━━━━━ Available data

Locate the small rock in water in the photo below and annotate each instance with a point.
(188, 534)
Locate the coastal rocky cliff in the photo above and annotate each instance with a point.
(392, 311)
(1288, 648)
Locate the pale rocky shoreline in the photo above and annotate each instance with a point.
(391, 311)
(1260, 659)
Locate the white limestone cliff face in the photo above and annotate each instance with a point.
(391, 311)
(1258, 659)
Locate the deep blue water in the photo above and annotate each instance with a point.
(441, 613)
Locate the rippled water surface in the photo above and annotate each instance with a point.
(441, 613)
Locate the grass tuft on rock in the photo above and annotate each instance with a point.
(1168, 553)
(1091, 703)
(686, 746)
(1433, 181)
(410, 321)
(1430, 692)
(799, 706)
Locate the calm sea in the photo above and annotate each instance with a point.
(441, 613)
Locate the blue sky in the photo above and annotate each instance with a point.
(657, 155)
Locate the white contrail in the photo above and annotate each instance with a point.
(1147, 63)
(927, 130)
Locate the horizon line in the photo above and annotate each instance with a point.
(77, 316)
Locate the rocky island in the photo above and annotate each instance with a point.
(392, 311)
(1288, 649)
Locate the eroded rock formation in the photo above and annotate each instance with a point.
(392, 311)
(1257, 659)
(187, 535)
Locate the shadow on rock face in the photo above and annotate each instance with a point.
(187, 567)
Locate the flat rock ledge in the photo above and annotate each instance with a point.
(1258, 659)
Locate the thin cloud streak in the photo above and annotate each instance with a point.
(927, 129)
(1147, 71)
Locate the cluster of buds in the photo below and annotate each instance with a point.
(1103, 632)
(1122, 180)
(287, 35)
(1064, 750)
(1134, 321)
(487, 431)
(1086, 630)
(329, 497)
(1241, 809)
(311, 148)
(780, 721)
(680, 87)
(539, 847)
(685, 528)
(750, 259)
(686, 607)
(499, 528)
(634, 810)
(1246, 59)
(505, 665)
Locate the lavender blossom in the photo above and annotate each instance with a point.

━━━━━━━━━━

Exercise brief:
Give back, word for word, the lines from the one with "Locate the shadow" through the last line of the entries, both included, and no other line.

Solution to this exercise:
Locate the shadow on rock face in the photo above and annotate each instance with a point.
(187, 567)
Locate the flat rock ledge in the photo above and annotate each instance with a point.
(1258, 659)
Locate the thin cloud streak in the photo above and annotate each instance with a point.
(927, 129)
(1147, 71)
Locate the cluster of buds in the photo below and annotate each instance with a point.
(1103, 632)
(1122, 180)
(287, 35)
(1064, 750)
(1134, 321)
(487, 431)
(1086, 630)
(329, 497)
(1241, 809)
(311, 148)
(780, 721)
(680, 87)
(539, 847)
(685, 528)
(750, 259)
(686, 607)
(499, 528)
(634, 810)
(1246, 59)
(505, 665)
Locate the lavender blossom in the photo above and annotate each instance with a point.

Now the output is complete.